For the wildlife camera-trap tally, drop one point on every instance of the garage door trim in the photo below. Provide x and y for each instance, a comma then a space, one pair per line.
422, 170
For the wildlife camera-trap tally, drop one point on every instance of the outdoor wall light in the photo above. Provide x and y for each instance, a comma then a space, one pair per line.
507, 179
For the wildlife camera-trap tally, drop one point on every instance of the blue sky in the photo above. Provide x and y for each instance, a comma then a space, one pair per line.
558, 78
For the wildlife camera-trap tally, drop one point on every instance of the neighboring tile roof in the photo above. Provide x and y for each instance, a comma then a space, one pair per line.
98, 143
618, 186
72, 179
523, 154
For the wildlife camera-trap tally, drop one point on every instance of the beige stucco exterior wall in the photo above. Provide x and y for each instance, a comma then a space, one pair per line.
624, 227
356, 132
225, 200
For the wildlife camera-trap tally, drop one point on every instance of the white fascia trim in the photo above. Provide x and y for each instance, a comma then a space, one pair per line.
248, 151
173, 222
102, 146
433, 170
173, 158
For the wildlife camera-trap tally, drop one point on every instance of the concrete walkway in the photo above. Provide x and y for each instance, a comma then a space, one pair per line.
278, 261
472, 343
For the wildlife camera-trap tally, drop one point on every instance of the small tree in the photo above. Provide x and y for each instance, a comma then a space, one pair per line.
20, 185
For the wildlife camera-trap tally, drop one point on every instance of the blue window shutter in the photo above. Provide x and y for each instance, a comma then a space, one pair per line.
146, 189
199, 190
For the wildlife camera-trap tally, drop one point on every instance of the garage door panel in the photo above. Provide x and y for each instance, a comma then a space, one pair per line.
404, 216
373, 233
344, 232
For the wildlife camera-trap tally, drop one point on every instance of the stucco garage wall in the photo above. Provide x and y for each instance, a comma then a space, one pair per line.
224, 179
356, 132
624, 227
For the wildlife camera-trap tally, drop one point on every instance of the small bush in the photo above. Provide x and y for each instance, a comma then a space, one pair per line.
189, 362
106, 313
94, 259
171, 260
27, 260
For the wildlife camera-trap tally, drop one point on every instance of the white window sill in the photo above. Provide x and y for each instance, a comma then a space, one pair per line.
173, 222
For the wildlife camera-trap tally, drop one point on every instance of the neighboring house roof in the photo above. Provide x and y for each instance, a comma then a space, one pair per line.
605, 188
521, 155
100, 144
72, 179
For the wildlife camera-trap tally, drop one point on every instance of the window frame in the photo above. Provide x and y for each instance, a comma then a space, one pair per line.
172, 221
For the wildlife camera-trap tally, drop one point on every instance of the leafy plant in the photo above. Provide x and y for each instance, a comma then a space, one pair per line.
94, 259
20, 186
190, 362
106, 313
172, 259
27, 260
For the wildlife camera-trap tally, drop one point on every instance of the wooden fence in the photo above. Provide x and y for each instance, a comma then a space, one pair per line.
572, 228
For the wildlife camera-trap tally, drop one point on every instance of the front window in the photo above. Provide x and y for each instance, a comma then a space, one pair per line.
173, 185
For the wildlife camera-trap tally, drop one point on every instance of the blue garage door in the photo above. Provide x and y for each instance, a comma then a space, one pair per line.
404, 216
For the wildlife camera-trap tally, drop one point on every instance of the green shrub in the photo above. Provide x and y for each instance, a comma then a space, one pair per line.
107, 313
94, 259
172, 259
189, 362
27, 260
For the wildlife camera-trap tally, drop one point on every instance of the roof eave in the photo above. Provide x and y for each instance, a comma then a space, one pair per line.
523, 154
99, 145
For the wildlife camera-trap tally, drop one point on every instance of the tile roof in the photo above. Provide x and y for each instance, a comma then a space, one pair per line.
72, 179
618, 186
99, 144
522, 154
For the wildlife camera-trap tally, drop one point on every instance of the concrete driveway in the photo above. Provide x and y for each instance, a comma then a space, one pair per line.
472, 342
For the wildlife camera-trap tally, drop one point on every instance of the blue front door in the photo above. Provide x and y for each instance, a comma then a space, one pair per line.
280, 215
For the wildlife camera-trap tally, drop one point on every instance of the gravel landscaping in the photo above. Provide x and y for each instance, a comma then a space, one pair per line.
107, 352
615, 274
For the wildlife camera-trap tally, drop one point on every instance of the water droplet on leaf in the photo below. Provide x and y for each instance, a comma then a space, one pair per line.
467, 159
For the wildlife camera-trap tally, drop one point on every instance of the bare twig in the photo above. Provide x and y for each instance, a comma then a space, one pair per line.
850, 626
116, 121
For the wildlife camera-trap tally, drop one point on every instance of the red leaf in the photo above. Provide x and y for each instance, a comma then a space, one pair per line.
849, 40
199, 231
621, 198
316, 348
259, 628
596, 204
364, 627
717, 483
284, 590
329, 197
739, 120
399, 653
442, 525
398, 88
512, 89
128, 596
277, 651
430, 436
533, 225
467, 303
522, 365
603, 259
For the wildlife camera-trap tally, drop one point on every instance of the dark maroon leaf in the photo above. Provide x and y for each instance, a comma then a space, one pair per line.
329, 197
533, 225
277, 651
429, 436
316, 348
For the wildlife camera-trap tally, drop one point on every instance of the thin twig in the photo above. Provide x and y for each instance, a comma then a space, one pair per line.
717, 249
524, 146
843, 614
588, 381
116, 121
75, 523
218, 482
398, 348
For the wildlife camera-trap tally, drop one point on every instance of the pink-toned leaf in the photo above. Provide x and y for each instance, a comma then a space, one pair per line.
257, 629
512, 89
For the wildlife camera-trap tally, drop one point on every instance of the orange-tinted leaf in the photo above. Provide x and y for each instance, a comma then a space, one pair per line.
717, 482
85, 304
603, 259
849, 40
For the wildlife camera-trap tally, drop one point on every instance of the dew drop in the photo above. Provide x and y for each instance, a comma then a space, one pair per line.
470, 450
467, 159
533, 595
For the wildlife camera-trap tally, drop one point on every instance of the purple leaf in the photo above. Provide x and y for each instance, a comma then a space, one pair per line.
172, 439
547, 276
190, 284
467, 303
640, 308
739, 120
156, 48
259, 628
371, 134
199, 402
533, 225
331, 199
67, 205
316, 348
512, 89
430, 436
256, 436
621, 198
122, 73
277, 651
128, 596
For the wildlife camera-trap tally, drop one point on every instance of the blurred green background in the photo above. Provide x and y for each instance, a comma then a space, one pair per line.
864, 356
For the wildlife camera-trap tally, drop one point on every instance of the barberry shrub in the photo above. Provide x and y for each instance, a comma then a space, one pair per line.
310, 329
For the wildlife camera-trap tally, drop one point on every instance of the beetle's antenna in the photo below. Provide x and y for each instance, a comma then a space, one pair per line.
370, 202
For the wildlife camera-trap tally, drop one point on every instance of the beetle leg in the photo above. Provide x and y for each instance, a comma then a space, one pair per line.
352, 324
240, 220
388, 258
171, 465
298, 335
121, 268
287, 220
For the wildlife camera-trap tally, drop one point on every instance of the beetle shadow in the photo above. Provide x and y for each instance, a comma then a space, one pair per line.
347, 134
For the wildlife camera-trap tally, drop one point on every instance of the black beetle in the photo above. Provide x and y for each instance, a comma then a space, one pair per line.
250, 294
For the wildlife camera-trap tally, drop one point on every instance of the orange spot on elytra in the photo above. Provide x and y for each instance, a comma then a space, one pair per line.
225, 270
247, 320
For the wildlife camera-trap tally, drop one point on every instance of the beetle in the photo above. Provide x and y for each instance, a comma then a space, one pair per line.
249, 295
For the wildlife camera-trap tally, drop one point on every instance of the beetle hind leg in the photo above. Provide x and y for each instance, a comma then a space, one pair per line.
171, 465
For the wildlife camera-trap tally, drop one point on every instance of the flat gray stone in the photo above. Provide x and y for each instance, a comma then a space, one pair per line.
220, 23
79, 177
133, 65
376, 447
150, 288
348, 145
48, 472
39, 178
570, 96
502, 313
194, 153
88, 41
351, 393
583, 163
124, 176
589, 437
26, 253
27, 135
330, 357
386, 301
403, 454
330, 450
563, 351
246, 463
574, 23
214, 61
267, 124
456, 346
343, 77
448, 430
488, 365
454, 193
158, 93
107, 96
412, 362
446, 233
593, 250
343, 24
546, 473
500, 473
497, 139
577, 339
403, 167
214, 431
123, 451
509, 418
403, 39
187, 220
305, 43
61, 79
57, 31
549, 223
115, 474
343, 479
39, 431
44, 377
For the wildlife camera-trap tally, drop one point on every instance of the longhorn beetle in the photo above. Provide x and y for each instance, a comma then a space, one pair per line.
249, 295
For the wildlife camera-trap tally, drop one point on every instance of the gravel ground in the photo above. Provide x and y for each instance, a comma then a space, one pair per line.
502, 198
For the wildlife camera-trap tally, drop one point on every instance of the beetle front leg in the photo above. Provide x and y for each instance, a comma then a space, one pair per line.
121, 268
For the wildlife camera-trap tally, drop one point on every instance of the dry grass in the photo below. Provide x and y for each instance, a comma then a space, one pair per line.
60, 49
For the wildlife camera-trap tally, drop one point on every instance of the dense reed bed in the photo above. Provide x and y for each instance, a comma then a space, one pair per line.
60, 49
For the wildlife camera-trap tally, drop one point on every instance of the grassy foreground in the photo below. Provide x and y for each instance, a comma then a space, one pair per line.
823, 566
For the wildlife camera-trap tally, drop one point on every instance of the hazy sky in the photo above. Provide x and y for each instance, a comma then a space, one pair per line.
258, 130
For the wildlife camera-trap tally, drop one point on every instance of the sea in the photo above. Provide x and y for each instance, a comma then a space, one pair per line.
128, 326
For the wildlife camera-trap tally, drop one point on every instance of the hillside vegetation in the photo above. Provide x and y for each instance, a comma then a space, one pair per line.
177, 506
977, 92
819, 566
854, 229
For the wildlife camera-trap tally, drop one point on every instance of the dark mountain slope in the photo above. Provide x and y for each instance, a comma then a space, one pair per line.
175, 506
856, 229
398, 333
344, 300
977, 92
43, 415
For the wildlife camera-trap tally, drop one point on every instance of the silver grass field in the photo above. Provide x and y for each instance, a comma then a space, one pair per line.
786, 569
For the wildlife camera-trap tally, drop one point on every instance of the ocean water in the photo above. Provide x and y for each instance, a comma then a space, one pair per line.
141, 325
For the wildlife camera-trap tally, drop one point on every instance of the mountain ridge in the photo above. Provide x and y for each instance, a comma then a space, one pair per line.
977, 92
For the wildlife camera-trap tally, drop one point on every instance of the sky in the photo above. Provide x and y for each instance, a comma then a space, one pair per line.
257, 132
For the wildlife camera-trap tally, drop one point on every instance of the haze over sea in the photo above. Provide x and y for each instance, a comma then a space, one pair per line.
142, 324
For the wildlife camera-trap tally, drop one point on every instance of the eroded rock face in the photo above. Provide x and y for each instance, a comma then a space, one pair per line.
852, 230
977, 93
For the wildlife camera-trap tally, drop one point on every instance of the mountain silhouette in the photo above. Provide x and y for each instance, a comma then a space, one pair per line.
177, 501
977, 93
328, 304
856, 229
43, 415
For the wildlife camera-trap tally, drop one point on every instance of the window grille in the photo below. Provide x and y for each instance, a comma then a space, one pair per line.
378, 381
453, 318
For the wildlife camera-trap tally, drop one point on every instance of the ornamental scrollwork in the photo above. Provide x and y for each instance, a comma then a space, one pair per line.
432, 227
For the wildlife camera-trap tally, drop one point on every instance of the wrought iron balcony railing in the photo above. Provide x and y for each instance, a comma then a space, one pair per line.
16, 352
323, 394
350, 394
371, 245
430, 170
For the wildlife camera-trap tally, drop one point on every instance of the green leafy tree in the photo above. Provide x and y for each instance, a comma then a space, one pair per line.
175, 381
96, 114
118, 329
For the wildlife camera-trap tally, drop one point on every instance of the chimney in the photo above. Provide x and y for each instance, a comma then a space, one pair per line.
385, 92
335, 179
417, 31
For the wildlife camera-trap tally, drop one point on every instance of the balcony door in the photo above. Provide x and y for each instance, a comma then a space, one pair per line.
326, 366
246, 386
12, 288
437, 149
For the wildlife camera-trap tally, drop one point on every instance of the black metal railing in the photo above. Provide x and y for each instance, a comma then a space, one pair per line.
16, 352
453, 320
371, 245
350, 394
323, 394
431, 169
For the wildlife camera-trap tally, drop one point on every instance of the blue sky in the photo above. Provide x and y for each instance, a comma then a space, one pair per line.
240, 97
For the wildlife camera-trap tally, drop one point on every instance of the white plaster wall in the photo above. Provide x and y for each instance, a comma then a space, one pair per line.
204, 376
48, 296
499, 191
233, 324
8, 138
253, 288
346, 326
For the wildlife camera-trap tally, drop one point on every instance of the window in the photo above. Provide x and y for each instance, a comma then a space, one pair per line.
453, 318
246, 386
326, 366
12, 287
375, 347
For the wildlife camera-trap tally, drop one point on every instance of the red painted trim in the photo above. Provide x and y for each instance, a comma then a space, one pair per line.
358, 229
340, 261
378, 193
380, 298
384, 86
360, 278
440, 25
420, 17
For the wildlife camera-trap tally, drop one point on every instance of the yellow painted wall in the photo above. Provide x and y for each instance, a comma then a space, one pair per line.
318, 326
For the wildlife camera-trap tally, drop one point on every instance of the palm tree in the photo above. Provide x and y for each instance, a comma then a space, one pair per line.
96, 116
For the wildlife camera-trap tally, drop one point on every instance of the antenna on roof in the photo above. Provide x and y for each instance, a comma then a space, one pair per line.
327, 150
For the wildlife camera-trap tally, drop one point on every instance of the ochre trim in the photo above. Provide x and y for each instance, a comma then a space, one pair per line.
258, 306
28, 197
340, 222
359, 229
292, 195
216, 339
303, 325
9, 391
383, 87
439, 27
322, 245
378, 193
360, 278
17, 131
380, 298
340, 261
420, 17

— Aim of the task —
Extract, exactly as they appear, the lines from the one containing "the window in" through the final line.

— Exercise solution —
For the wildlife camera-trap tally, drop one point on every instance of the window in the photo above. Provide x and y for each instance, a comma then a space, one pair per line.
453, 318
246, 386
326, 366
12, 287
375, 347
For the wildlife camera-trap tally, drop one point on every instance of the red painted trim in the photo above. Provide x and y for each instance, a comma then a space, one pair per line.
358, 229
340, 261
378, 193
380, 298
384, 86
360, 278
440, 25
420, 17
For the wildlife camera-trap tally, drop one point on every instance of the yellow painted wall in the photo above. Provide x and y for each instance, a comma then a space, one pair per line.
318, 326
For the wildlife camera-trap tally, drop one point on every instance of the palm tree in the photo above. Provide x and y for each instance, a comma then a space, one pair per line.
96, 116
For the wildlife camera-trap tally, drop one point on every instance of the antenna on roof in the photo above. Provide x and y for each instance, a comma then a space, one pair per line.
327, 150
For the wildlife camera-trap tally, drop one point on every instance of the ochre trim in the photo above. Provide x and y for each instance, a comma then a space, one pair per line.
258, 306
28, 197
340, 222
359, 229
292, 195
216, 339
303, 325
9, 391
383, 87
439, 27
322, 245
378, 193
360, 278
17, 131
380, 298
340, 261
420, 17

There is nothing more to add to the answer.